***** Provided information *****

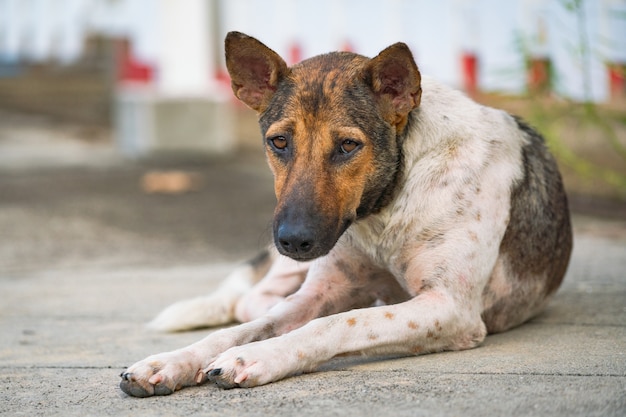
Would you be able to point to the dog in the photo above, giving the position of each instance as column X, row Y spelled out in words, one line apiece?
column 409, row 220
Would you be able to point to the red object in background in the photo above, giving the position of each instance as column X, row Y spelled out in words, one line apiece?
column 130, row 69
column 295, row 54
column 617, row 80
column 539, row 75
column 469, row 66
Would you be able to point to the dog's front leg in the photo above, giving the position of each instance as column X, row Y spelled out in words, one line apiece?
column 165, row 373
column 430, row 322
column 440, row 317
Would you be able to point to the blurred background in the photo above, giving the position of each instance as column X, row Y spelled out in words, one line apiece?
column 147, row 77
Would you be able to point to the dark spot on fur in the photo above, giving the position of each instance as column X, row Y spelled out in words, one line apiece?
column 538, row 240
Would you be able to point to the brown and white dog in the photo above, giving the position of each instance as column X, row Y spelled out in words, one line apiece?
column 410, row 220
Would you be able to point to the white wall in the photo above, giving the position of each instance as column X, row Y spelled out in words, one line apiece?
column 438, row 32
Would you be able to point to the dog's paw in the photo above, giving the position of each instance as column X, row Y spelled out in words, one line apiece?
column 250, row 366
column 160, row 375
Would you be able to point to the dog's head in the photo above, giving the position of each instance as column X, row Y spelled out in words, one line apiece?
column 332, row 126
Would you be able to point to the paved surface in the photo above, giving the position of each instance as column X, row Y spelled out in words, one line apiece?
column 87, row 257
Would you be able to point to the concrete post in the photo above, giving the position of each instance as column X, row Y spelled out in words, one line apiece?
column 184, row 109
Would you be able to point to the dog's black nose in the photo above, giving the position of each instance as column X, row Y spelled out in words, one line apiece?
column 294, row 241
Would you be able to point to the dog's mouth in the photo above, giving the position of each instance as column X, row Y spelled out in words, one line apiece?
column 304, row 242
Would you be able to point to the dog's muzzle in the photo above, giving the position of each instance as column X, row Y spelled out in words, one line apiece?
column 307, row 240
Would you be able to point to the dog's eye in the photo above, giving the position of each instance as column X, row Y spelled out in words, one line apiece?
column 348, row 146
column 278, row 142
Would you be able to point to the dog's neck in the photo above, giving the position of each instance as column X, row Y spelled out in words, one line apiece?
column 389, row 192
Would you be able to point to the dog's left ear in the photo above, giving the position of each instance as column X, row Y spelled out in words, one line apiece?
column 394, row 78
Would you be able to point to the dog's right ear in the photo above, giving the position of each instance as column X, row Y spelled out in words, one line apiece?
column 255, row 70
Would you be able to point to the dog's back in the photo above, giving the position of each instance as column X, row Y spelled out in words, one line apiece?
column 471, row 164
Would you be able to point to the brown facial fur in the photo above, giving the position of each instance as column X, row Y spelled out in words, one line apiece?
column 310, row 116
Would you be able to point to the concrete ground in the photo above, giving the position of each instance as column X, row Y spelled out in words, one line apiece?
column 87, row 257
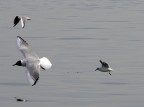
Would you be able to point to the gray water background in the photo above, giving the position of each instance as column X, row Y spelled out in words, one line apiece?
column 75, row 35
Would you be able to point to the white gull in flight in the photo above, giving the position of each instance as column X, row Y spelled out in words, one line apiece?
column 31, row 61
column 21, row 19
column 105, row 67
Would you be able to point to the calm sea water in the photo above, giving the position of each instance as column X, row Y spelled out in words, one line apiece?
column 75, row 35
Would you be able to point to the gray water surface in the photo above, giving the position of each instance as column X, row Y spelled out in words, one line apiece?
column 75, row 35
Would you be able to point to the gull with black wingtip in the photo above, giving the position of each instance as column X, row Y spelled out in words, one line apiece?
column 22, row 19
column 31, row 61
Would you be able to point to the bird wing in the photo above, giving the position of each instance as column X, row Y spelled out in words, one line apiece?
column 33, row 71
column 25, row 50
column 16, row 20
column 23, row 20
column 104, row 64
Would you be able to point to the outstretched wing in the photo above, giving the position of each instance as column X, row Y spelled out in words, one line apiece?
column 33, row 71
column 104, row 64
column 16, row 20
column 25, row 50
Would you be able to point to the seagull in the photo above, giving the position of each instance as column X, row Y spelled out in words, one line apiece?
column 105, row 67
column 22, row 19
column 31, row 61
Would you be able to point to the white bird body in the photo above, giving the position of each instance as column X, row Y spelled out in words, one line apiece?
column 22, row 19
column 105, row 67
column 31, row 61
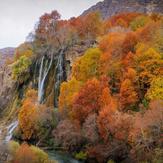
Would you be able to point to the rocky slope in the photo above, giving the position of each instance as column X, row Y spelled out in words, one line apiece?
column 111, row 7
column 6, row 53
column 6, row 82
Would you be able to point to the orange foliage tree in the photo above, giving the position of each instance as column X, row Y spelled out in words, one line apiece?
column 86, row 67
column 88, row 100
column 128, row 95
column 67, row 92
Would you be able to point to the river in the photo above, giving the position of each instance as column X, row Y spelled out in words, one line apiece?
column 6, row 135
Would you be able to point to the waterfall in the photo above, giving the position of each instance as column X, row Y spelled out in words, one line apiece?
column 43, row 73
column 59, row 76
column 10, row 130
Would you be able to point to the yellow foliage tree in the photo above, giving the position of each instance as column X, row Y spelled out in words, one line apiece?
column 87, row 66
column 155, row 92
column 67, row 91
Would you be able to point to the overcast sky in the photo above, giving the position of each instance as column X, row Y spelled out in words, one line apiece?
column 18, row 17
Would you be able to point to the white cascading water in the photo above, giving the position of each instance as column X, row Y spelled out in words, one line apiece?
column 10, row 130
column 44, row 70
column 59, row 76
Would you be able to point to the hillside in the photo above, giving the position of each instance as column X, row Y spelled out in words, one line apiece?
column 87, row 88
column 109, row 8
column 6, row 53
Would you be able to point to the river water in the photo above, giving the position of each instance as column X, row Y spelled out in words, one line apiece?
column 6, row 135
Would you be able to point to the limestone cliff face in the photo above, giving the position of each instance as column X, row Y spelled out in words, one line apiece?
column 7, row 85
column 109, row 8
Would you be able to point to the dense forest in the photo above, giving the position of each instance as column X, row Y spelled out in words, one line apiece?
column 90, row 87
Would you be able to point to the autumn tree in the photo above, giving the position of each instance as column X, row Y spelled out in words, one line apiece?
column 130, row 42
column 128, row 95
column 90, row 26
column 155, row 92
column 88, row 100
column 67, row 92
column 148, row 65
column 20, row 69
column 24, row 49
column 28, row 115
column 139, row 22
column 146, row 135
column 68, row 135
column 24, row 155
column 86, row 67
column 105, row 118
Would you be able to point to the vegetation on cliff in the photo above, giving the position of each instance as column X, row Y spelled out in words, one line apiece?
column 111, row 106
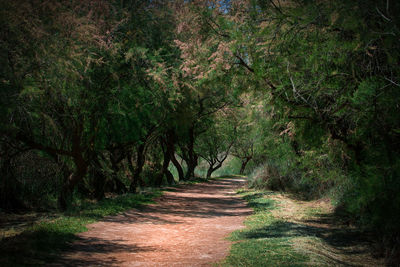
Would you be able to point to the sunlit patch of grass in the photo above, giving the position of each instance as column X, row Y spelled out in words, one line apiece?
column 43, row 241
column 258, row 244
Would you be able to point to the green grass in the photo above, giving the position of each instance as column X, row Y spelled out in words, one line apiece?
column 259, row 244
column 42, row 242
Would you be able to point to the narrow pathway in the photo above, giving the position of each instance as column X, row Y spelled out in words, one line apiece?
column 187, row 227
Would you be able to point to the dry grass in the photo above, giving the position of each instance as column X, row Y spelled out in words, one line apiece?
column 322, row 236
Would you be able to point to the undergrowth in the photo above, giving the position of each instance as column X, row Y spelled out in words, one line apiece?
column 43, row 241
column 257, row 244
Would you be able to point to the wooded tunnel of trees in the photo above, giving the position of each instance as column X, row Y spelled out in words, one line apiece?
column 100, row 97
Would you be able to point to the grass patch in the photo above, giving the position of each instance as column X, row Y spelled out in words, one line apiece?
column 258, row 244
column 42, row 242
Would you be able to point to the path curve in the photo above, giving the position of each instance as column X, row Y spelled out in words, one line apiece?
column 187, row 227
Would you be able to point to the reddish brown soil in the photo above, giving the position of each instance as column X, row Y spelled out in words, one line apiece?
column 187, row 227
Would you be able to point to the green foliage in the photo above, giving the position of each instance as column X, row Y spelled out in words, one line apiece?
column 254, row 249
column 42, row 242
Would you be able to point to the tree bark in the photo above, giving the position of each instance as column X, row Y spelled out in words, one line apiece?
column 81, row 167
column 140, row 158
column 170, row 143
column 244, row 163
column 192, row 159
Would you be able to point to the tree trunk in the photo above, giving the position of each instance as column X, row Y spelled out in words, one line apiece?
column 81, row 167
column 170, row 143
column 212, row 169
column 192, row 159
column 140, row 158
column 244, row 163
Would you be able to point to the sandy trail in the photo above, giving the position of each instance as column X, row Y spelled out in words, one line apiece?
column 187, row 227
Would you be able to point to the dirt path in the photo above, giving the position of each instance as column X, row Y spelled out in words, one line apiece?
column 187, row 227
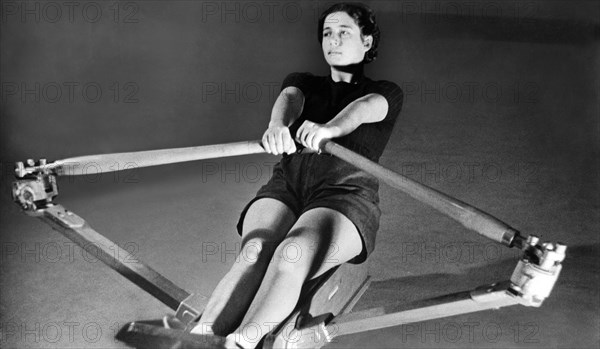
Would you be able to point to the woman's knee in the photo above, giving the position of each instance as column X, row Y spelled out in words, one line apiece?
column 293, row 256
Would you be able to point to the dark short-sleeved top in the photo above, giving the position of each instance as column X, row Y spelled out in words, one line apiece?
column 325, row 98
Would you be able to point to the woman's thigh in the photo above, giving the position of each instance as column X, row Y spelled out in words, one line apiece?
column 321, row 239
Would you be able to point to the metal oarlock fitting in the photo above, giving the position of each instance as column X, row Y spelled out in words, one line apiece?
column 36, row 186
column 538, row 270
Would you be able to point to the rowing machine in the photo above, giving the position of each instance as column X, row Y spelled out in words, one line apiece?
column 324, row 309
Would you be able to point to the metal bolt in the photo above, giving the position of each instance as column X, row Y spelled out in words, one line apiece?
column 532, row 240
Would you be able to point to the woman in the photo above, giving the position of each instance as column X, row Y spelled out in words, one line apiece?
column 317, row 211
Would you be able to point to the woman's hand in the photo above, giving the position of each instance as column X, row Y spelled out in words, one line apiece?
column 311, row 134
column 277, row 140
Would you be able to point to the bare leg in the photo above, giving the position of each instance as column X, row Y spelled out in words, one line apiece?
column 321, row 239
column 265, row 225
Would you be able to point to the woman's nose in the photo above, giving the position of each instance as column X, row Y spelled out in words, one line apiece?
column 335, row 41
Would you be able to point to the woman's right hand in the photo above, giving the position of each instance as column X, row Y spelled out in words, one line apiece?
column 278, row 140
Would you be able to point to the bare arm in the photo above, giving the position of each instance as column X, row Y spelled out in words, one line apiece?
column 287, row 108
column 367, row 109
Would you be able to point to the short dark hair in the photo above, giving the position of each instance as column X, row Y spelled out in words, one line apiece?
column 364, row 18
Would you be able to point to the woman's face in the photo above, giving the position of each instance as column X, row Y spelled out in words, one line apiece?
column 343, row 43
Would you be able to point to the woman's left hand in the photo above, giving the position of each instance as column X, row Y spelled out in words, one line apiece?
column 311, row 134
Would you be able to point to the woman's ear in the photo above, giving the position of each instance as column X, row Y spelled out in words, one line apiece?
column 367, row 42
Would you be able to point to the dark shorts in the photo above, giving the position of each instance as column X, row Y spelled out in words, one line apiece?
column 306, row 181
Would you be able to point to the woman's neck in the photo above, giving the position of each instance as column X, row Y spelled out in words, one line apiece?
column 347, row 73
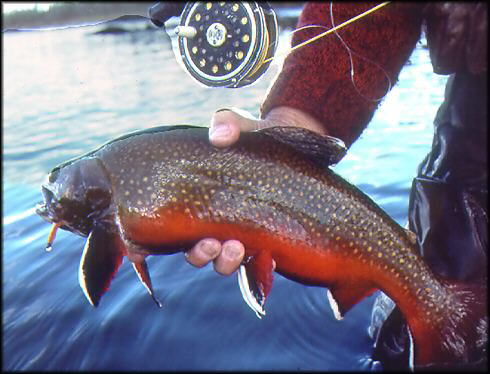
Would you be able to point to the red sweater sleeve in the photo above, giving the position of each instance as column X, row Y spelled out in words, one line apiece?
column 316, row 78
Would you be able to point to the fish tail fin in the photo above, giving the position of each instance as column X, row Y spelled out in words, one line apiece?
column 460, row 333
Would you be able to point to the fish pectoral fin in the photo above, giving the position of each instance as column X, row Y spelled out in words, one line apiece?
column 100, row 261
column 324, row 149
column 141, row 269
column 255, row 281
column 343, row 297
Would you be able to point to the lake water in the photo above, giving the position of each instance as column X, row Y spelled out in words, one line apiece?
column 65, row 92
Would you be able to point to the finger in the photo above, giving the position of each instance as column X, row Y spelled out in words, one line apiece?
column 230, row 258
column 226, row 126
column 203, row 252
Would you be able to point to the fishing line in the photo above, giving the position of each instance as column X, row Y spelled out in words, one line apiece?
column 350, row 51
column 231, row 44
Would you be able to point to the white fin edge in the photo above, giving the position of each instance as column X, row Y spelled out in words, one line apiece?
column 247, row 295
column 411, row 352
column 335, row 307
column 81, row 277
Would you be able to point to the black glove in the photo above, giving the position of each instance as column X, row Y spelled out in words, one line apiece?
column 457, row 36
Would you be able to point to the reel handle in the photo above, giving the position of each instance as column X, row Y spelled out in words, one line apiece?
column 222, row 44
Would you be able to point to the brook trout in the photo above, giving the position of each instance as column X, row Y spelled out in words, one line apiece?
column 161, row 190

*****

Required task>
Reproduce the material above word for word, from its beginning through the line containing "column 410, row 220", inclusive. Omit the pictures from your reply.

Problem solution>
Would you be able to point to the dog in the photo above, giving the position of each instance as column X, row Y spelled out in words, one line apiece?
column 409, row 220
Would you be able to point to the red object in background in the photo above, giving the position of each instance as column X, row Y spelled out in words, one line apiece?
column 130, row 69
column 295, row 54
column 617, row 80
column 539, row 75
column 469, row 66
Would you be able to point to the dog's front leg in the photo above, giving the position of each instance as column X, row Y spelled out in words, one line apiece?
column 165, row 373
column 430, row 322
column 440, row 317
Would you be able to point to the blurred background in the photo above, giving the position of each instance as column X, row Y spelled out in words, one line apiece?
column 147, row 77
Would you be able to point to the dark spot on fur in the photo above, giving the position of each instance as column X, row Y spelled out in words, one line apiece?
column 538, row 240
Would you be able to point to the brown and white dog in the photo above, giving the position of each instance as column X, row Y spelled out in words, one line apiece?
column 410, row 220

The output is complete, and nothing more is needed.